SET PROBLEM
Return each of the following lines verbatim, with no changes.

════════

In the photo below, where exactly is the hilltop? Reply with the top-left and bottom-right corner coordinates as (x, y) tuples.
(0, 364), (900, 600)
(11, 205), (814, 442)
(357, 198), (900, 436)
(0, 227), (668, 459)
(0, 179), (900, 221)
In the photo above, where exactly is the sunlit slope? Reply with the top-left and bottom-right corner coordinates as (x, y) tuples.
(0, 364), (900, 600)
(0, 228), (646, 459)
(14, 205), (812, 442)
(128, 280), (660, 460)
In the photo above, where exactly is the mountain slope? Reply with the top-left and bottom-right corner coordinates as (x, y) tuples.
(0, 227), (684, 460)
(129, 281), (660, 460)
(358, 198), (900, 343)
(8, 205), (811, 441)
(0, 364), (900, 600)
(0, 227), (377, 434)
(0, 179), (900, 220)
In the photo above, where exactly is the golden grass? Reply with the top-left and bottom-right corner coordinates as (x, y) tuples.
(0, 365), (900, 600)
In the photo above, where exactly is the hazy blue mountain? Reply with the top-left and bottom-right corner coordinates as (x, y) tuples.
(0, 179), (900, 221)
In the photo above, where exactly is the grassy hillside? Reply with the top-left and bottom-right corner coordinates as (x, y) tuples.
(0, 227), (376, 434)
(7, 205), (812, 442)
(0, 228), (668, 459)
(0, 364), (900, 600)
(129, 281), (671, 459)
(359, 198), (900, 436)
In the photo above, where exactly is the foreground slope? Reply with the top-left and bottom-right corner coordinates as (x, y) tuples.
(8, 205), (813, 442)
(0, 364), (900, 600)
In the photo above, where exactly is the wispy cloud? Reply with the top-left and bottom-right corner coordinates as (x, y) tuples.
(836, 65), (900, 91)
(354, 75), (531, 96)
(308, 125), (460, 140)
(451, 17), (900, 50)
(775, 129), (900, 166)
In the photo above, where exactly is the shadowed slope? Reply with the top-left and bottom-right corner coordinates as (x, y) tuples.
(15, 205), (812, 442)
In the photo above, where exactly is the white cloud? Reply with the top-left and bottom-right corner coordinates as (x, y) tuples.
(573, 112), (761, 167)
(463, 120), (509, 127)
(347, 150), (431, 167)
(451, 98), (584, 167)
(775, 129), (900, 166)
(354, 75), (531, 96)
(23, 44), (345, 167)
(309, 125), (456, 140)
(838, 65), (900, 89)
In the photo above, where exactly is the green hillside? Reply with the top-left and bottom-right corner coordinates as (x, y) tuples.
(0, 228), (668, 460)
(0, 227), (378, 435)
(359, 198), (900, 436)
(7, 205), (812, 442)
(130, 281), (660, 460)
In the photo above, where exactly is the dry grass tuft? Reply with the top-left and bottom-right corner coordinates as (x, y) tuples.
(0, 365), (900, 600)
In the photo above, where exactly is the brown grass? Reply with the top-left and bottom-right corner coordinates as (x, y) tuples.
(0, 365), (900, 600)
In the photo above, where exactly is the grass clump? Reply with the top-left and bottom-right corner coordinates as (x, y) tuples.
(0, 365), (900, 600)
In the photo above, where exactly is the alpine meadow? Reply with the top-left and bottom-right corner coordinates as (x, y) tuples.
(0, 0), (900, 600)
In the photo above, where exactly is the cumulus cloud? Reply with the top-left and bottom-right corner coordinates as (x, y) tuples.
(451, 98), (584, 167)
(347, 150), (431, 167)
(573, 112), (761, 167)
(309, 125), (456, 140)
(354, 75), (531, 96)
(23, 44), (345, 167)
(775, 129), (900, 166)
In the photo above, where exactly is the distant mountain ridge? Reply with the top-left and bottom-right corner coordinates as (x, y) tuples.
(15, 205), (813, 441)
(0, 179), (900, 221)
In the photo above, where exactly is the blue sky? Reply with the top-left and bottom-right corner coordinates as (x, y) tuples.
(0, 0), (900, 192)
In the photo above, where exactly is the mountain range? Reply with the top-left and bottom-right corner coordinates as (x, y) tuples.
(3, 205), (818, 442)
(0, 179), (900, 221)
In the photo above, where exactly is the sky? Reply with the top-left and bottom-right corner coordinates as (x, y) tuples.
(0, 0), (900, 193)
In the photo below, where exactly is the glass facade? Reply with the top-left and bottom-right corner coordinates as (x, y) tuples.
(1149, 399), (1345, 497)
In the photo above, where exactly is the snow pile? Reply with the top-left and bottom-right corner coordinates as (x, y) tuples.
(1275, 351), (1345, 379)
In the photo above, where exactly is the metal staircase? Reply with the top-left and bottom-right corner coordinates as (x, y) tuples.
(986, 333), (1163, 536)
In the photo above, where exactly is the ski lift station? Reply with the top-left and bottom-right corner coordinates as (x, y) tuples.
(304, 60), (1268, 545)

════════

EXERCISE ANSWER
In the photo below, where exactly is the hilltop? Reply with the top-left and bottom-right corner coordinates as (x, y) tuples.
(0, 364), (900, 600)
(11, 205), (814, 442)
(357, 198), (900, 436)
(0, 227), (668, 459)
(0, 179), (900, 221)
In the photo above, where exactly is the sunlit slope? Reply with the top-left and bottom-right corner coordinates as (x, y) tuples.
(0, 364), (900, 600)
(0, 228), (646, 459)
(14, 205), (812, 442)
(128, 280), (660, 460)
In the photo above, where exactly is the mountain slope? Reply with the top-left and bottom-right corner coordinates as (x, y) tuples.
(0, 227), (684, 460)
(129, 281), (660, 460)
(358, 198), (900, 343)
(8, 205), (811, 441)
(0, 364), (900, 600)
(0, 227), (377, 434)
(0, 179), (900, 220)
In the photo above, where exactly is the golden grass? Reply with the top-left and bottom-right corner coordinates as (x, y) tuples.
(0, 365), (900, 600)
In the photo above, where exactly is the hazy blue mountain? Reply with the top-left and bottom-right corner coordinates as (x, y) tuples.
(0, 179), (900, 221)
In the photo above, where exactly is the grassy hillside? Reply with the top-left and bottom-right corner coordinates as (x, y) tuples.
(0, 227), (376, 434)
(7, 205), (812, 442)
(0, 228), (668, 459)
(0, 364), (900, 600)
(129, 281), (671, 459)
(359, 198), (900, 436)
In the photo above, where exactly is the foreground slope? Reply with the top-left and bottom-right corner coordinates as (x, y) tuples.
(8, 205), (813, 442)
(0, 364), (900, 600)
In the photo above, where exactly is the wispy cloud? Reply with the top-left and bottom-right corner coordinates as (x, y) tuples.
(836, 65), (900, 91)
(354, 75), (531, 96)
(308, 125), (460, 140)
(451, 17), (900, 50)
(775, 129), (900, 166)
In the photo above, where exactly is the shadowed slope? Reply with the top-left and bottom-right corner coordinates as (x, y) tuples.
(15, 205), (812, 442)
In the photo above, where exactly is the white cloud? Reply with the top-left and bottom-right corner coordinates as (x, y) tuples.
(573, 112), (761, 167)
(463, 120), (509, 127)
(347, 150), (431, 167)
(451, 98), (584, 167)
(775, 129), (900, 166)
(354, 75), (531, 96)
(23, 44), (345, 167)
(309, 125), (456, 140)
(838, 65), (900, 89)
In the photo above, where exactly is the green hillside? Reply with the top-left and bottom-right corner coordinates as (x, y) tuples.
(0, 228), (668, 460)
(0, 227), (378, 435)
(359, 198), (900, 436)
(7, 205), (812, 442)
(130, 281), (660, 460)
In the photo above, where exactly is the dry grass tuft? Reply with the top-left and bottom-right corner coordinates as (x, y) tuples.
(0, 365), (900, 600)
In the photo above, where exactly is the brown grass? Reply with the top-left and bottom-right corner coordinates as (x, y) tuples.
(0, 365), (900, 600)
In the photo above, where exactly is the grass clump? Reply with the top-left and bottom-right corner coordinates as (x, y) tuples.
(0, 365), (900, 600)
In the photo above, where exactly is the alpine meadow? Reply with the top-left and bottom-right corner coordinates as (x, y) tuples.
(0, 0), (900, 600)
In the photo above, where exactly is the cumulus cloud? Reply with the top-left and bottom-right corner coordinates as (x, y) tuples.
(451, 98), (584, 167)
(347, 150), (431, 167)
(573, 112), (761, 167)
(309, 125), (456, 140)
(354, 75), (531, 96)
(23, 44), (345, 167)
(775, 129), (900, 166)
In the photo above, where exactly is the distant mountain ridge? Reply with the top-left and bottom-right corner coordinates as (x, y) tuples.
(15, 205), (813, 441)
(0, 179), (900, 221)
In the photo above, where exactly is the blue sky? Reply with the top-left and bottom-right corner coordinates as (x, y) tuples.
(0, 0), (900, 192)
In the photo above, where exactly is the mountain range? Reply with the top-left and bottom-right corner coordinates as (x, y) tuples.
(3, 205), (818, 442)
(0, 179), (900, 221)
In the photo above, where exactly is the sky? Reply with the top-left and bottom-right corner coordinates as (x, y) tuples.
(0, 0), (900, 193)
In the photo below, where exactly is the glass facade? Reply with the top-left and bottom-right corner coordinates as (x, y) tuples.
(1149, 399), (1345, 497)
In the photo above, where exactly is the snow pile? Reply with the top-left and bottom-right corner coordinates as (x, y) tuples.
(1275, 351), (1345, 379)
In the photo above, where exactly is the metal staircase? Reply with the top-left and bottom-right corner coordinates as (x, y) tuples.
(986, 333), (1163, 536)
In the photo above, where exactly is the ski lift station? Reply with the top-left and bottom-right corner coordinates as (x, y) tuples.
(304, 60), (1268, 545)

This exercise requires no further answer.